§ Parts of the exercise
• a. Reproduce the keyword catalog text, everything from "Schlagwortkatalog or SWK" down to "in modern OPACs.", substituting "index card file" for "card catalog".
• b. According to the keyword catalog text, what example is given of a syntactical keyword chain?

[[ Provided text, beginning ]]

Schlagwortkatalog or SWK (English: Keyword catalog) is a German word for a library catalog that lists the publications according to descriptor keywords and thus allows selective thematic searches for literature. A keyword is understood to be a natural language expression that reproduces the content of the publication as briefly but precisely as possible. Complex content can be described using a syntactical keyword chain, a combination of several individual keywords (example: Uganda / child / soldier / experience report). The sub-keywords are not only used for targeted research, but also allow catalog users to see whether the document found is relevant to their search. While earlier keyword catalogs were kept as an independent card catalog, the search option for keywords is integrated in modern OPACs.

[[ Provided text, end ]]
[[ Extracted information, beginning ]]

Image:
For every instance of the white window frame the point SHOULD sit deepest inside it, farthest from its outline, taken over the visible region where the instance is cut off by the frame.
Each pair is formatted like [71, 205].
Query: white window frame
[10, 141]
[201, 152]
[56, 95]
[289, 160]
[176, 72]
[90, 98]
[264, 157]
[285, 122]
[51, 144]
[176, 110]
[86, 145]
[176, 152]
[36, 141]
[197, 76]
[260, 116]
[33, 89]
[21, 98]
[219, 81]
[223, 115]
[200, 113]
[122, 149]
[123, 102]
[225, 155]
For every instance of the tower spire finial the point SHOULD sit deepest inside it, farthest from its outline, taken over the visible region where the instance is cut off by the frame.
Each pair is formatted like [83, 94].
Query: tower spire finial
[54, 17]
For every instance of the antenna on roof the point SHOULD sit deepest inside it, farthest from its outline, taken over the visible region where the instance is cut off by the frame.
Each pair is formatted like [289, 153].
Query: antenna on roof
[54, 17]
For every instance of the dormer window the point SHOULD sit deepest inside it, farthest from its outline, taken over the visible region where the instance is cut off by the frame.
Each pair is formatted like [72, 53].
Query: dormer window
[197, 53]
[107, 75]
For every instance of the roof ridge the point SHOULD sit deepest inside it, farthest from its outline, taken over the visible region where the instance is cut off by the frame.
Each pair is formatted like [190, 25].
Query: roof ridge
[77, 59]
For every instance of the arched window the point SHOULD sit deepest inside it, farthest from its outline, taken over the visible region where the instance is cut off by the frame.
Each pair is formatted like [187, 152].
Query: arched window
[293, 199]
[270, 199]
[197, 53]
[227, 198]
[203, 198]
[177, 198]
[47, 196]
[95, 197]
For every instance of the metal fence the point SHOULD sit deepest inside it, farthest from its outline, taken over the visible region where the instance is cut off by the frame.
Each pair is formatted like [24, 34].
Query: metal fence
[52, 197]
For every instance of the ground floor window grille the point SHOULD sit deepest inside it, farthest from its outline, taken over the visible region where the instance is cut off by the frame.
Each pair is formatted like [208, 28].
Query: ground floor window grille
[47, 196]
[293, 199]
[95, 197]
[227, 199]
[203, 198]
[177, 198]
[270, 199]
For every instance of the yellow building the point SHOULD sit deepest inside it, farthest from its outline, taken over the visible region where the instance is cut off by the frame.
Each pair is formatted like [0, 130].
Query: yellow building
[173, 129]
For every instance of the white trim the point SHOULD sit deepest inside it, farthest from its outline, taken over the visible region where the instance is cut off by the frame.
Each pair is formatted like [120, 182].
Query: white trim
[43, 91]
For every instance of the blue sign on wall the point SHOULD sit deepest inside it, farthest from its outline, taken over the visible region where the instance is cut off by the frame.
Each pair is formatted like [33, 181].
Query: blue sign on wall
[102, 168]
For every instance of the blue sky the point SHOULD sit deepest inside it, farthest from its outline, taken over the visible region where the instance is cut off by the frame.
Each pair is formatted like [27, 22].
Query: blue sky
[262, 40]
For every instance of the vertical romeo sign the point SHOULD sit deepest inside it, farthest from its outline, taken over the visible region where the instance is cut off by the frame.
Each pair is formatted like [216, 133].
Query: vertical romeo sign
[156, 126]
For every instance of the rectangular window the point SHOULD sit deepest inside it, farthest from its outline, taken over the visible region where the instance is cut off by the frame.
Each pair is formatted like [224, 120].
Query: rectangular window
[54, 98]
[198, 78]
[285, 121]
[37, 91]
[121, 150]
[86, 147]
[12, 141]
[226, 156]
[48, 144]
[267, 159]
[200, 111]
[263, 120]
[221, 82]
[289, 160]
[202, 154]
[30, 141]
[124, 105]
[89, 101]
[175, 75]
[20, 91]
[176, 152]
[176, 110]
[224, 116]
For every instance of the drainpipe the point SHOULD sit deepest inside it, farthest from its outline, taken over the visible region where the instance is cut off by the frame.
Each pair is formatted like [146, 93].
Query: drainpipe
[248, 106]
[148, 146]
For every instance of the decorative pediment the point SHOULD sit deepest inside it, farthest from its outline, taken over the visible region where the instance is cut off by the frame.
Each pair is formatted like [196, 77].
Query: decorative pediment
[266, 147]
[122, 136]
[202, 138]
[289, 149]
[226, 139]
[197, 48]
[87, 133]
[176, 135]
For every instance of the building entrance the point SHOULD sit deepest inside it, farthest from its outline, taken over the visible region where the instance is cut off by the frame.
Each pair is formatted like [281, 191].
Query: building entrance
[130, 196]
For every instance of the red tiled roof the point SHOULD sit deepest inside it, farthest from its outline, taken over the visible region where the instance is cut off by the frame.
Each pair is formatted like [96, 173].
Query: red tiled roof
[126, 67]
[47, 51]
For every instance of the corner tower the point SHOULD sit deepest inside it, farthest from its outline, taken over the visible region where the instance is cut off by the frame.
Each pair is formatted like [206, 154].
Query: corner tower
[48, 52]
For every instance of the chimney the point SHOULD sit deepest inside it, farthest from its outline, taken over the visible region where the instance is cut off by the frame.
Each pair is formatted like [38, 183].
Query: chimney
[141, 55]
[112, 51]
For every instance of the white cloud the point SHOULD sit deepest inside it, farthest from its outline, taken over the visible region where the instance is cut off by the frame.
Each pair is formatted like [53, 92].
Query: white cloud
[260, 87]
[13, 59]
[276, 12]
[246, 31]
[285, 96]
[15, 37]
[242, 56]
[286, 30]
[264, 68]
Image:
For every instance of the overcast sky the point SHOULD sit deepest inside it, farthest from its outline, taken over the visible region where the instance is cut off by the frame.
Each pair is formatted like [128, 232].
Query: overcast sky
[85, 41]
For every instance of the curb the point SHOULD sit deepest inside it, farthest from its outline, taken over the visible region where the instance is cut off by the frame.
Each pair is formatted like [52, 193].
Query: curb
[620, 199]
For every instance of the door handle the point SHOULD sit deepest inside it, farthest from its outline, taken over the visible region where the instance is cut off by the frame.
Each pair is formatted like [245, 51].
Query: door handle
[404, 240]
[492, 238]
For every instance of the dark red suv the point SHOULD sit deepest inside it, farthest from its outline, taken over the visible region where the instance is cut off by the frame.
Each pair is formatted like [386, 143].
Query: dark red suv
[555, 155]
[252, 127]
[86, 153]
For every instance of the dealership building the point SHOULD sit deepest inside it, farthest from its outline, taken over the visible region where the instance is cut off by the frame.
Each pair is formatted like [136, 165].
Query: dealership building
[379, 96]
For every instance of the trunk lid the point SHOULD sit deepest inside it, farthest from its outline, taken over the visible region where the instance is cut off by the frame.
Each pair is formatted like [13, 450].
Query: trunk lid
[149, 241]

[[ Extracted information, end ]]

§ Set of answers
• a.
Schlagwortkatalog or SWK (English: Keyword catalog) is a German word for a library catalog that lists the publications according to descriptor keywords and thus allows selective thematic searches for literature. A keyword is understood to be a natural language expression that reproduces the content of the publication as briefly but precisely as possible. Complex content can be described using a syntactical keyword chain, a combination of several individual keywords (example: Uganda / child / soldier / experience report). The sub-keywords are not only used for targeted research, but also allow catalog users to see whether the document found is relevant to their search. While earlier keyword catalogs were kept as an independent index card file, the search option for keywords is integrated in modern OPACs.

• b. Uganda / child / soldier / experience report